• [Problem 1]: According to the post about the Calais and Dunkirk refugee camps, how long has the camp nicknamed "the Jungle" been in Calais?
• [Problem 2]: Copy word for word the part of the post about the Calais and Dunkirk refugee camps between "When we arrived" and "of them commented.", inclusive.
• [Problem 3]: Which countries does the post about the Calais and Dunkirk refugee camps name as places the refugees in the Jungle come from?

• [Supplied text]:

● ● ● ●

Calais and Dunkirk refugee camps – December 2015

NB: This post was written in December 2015. The camp described at Dunkirk was demolished in March 2016, and its inhabitants were moved to a new camp down the road.

Last weekend, a team of five of us visited the refugee camps in Calais and Dunkirk. Here are a few of our reflections/observations.

There are two large refugee camps in France at the moment. One, nick-named ‘the Jungle’, has been in Calais for roughly ten years. Whereas it used to be home to a few hundred refugees, around 6 or 7 thousands refugees are camped there at the moment. Refugees in the Jungle are from all over – Iraq, Afghanistan, Syria, Iran, Ethiopia, Sudan, Eritrea and elsewhere. A huge majority of the refugees there are men, usually between the ages of 15 and 50. Women do live in the camp as well, but walking through the main roads in the camp you see very few. This is partly to do with the fact that there is a women’s area of the camp which has much higher security than the rest of the camp, set up by charities in an attempt to keep women safe. Even aid workers have to have permission to access this area of the camp. Another reason is that women are often intimidated by the number of men walking around. As a white British aid worker I was rarely harassed but it’s unlikely that female refugees would receive quite the same treatment.

The other main camp in France is located in Dunkirk, around a half an hour drive from Calais. This is home to far more families, women and children than the Calais camp. Roughly 90% of the refugees in Dunkirk seemed to be from Iraq, although we did meet refugees from Iran and even Vietnam while we were there.  It is also much smaller than Calais – probably home to around 2,000 refugees but considering how many people arrive and leave in a single day, it is difficult to keep track of exact figures at either camp.

Dunkirk

When we arrived in Calais on Sunday morning we were all set to begin operations out of a caravan there. We’d been given the code to the caravan by other aid workers, and it contained a few basic medical supplies. We had also bought some supplies with us. Instead when we got there, dentists operating out of one of the other caravans suggested we would be more help at the camp in Dunkirk. ‘It’s a mess down there’, one of them commented.

● ● ● ●

• [Data extract]:
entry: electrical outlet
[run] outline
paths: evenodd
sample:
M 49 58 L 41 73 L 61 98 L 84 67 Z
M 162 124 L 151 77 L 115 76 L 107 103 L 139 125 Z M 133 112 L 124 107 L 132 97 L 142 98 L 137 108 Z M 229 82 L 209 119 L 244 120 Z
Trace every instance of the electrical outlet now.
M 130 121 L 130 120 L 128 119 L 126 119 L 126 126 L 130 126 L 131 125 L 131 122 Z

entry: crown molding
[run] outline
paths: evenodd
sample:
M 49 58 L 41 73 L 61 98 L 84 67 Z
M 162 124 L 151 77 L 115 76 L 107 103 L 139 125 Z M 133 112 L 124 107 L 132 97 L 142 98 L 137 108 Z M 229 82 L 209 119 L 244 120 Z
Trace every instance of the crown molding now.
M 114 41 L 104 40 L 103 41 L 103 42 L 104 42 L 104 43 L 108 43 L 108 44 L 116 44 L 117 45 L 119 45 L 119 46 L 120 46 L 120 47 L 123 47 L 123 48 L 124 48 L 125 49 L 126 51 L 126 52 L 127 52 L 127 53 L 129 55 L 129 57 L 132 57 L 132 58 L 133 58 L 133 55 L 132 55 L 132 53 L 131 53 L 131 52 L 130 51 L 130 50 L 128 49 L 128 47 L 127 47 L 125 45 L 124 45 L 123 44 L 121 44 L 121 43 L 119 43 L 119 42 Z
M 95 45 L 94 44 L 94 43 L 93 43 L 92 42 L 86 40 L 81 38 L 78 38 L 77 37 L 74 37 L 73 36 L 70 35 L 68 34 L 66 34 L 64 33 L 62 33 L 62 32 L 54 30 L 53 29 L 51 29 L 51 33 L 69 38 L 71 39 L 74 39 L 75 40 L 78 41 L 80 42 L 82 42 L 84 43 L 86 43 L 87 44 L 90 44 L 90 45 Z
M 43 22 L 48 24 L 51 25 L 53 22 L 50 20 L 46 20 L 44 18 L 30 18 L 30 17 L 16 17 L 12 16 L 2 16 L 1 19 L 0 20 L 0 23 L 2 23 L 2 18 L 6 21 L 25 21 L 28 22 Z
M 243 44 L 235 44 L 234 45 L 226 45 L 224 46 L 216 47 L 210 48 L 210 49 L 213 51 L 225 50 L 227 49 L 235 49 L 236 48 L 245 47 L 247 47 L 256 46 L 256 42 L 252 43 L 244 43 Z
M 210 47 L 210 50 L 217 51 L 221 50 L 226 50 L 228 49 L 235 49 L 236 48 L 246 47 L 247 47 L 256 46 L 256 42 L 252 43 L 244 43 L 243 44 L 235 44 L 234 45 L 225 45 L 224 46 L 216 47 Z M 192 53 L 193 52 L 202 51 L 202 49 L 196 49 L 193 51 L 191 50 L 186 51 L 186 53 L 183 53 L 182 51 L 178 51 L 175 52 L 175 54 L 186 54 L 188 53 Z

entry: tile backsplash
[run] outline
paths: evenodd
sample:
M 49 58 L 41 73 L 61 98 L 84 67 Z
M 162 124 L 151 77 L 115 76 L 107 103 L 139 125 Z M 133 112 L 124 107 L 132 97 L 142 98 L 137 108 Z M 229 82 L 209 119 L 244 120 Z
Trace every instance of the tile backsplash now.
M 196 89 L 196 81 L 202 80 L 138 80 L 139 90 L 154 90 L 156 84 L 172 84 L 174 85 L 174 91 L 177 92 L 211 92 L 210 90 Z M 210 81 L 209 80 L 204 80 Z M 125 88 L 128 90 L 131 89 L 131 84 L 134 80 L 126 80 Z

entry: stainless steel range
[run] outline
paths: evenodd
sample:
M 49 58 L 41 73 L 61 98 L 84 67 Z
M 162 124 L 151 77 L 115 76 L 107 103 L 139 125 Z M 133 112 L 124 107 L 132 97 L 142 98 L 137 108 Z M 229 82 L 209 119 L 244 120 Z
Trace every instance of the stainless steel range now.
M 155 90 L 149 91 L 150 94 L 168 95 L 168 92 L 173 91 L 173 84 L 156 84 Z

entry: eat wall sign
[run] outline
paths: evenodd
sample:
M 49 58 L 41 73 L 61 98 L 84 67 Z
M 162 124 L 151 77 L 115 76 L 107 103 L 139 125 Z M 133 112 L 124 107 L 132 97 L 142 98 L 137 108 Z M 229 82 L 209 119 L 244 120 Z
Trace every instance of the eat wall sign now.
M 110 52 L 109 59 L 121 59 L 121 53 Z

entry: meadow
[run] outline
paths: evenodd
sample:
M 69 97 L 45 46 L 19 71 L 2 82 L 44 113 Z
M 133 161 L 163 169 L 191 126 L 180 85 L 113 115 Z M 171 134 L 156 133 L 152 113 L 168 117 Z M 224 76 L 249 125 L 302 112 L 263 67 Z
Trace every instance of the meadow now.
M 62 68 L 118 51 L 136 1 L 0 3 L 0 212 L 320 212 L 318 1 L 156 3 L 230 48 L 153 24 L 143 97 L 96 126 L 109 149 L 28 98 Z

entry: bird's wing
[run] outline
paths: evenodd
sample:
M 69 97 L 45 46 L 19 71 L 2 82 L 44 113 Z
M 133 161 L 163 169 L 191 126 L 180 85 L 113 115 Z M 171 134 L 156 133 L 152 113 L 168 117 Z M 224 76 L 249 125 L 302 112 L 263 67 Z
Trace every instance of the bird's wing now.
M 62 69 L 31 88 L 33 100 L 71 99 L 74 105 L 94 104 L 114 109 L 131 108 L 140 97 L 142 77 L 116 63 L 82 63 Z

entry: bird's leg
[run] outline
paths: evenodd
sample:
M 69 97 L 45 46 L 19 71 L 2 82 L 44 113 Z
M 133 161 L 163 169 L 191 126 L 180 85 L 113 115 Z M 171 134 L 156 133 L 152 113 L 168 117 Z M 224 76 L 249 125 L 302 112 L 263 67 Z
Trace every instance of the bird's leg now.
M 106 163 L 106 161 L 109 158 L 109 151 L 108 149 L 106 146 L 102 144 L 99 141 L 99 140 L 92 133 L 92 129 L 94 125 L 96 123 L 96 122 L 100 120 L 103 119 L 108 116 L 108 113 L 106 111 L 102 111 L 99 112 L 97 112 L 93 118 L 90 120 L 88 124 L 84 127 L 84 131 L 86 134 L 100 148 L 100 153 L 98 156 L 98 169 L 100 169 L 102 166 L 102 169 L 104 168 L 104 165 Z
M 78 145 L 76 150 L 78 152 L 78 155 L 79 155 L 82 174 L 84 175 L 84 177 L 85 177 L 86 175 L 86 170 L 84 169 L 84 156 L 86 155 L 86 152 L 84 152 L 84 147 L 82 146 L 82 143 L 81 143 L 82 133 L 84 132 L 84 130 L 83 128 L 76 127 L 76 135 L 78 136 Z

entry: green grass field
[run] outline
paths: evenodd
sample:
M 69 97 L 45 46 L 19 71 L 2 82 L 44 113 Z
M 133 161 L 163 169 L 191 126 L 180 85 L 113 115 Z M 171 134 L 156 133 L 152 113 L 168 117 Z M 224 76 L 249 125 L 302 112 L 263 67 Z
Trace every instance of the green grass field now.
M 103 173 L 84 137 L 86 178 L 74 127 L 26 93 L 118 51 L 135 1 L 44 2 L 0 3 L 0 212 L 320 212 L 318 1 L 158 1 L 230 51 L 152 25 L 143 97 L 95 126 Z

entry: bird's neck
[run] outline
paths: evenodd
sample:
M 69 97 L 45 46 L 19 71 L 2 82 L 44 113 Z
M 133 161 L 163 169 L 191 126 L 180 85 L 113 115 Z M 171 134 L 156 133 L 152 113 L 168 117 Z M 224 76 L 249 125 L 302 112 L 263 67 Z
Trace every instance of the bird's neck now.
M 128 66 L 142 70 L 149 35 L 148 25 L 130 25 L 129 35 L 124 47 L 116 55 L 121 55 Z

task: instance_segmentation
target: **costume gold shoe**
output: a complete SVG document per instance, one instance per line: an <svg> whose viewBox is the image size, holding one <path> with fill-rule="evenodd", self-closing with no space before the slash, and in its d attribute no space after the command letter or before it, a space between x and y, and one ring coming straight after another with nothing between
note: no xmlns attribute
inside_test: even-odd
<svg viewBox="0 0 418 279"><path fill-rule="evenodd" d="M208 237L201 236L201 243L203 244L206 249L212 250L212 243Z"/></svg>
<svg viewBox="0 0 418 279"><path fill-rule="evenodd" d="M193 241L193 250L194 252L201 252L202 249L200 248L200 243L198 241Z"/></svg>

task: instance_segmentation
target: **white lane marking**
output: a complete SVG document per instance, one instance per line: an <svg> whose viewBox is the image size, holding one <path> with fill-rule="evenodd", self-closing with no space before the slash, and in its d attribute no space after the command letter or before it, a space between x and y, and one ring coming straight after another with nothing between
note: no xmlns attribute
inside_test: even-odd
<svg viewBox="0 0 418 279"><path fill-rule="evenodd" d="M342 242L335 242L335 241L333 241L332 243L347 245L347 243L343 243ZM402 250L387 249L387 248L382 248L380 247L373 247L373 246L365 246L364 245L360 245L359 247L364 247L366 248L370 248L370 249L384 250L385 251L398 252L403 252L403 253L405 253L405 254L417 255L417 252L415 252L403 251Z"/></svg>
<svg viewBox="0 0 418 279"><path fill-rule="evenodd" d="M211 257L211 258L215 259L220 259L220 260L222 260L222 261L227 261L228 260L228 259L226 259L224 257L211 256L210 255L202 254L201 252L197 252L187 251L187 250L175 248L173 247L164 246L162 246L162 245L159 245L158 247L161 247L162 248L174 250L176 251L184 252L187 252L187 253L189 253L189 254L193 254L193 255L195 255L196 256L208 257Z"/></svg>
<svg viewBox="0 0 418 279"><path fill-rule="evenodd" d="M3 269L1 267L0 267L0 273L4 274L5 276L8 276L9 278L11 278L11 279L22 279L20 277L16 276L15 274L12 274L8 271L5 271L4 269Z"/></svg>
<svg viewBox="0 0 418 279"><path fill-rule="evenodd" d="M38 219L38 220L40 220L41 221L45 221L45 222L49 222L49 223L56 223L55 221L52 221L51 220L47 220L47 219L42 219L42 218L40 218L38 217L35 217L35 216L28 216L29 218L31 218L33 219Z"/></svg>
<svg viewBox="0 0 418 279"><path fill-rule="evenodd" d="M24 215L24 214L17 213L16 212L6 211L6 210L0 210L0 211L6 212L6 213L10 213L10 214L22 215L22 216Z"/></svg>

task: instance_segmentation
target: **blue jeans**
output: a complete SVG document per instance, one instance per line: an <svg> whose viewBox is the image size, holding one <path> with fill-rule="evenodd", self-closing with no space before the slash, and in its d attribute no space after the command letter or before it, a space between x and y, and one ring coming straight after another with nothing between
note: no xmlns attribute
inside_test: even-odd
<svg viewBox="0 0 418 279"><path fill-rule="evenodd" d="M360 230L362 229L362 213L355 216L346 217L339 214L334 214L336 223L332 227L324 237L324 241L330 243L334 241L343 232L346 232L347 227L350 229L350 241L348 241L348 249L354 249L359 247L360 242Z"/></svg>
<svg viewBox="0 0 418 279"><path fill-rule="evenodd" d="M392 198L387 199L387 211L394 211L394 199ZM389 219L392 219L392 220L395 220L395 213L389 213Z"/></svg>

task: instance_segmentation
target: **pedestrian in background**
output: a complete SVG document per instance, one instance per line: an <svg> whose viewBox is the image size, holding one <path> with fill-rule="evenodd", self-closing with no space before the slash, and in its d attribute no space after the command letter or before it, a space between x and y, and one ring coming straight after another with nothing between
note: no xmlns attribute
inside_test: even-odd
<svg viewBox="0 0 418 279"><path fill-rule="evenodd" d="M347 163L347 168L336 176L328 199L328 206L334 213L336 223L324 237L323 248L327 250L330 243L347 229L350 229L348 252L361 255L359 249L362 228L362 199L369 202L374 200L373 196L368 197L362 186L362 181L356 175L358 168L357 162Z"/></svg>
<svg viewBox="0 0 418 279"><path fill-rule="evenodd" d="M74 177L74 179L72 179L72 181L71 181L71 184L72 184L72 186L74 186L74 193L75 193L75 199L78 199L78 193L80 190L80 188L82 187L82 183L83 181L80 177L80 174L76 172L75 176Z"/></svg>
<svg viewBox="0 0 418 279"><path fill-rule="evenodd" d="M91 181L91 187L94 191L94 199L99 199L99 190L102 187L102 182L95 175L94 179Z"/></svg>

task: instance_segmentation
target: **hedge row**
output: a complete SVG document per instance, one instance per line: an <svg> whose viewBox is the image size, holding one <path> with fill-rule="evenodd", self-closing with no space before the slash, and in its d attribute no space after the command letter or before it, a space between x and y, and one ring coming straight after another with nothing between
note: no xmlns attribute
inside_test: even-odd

● ● ● ●

• [Expected answer 1]: Roughly ten years.

• [Expected answer 2]:
When we arrived in Calais on Sunday morning we were all set to begin operations out of a caravan there. We’d been given the code to the caravan by other aid workers, and it contained a few basic medical supplies. We had also bought some supplies with us. Instead when we got there, dentists operating out of one of the other caravans suggested we would be more help at the camp in Dunkirk. ‘It’s a mess down there’, one of them commented.

• [Expected answer 3]: Iraq, Afghanistan, Syria, Iran, Ethiopia, Sudan, Eritrea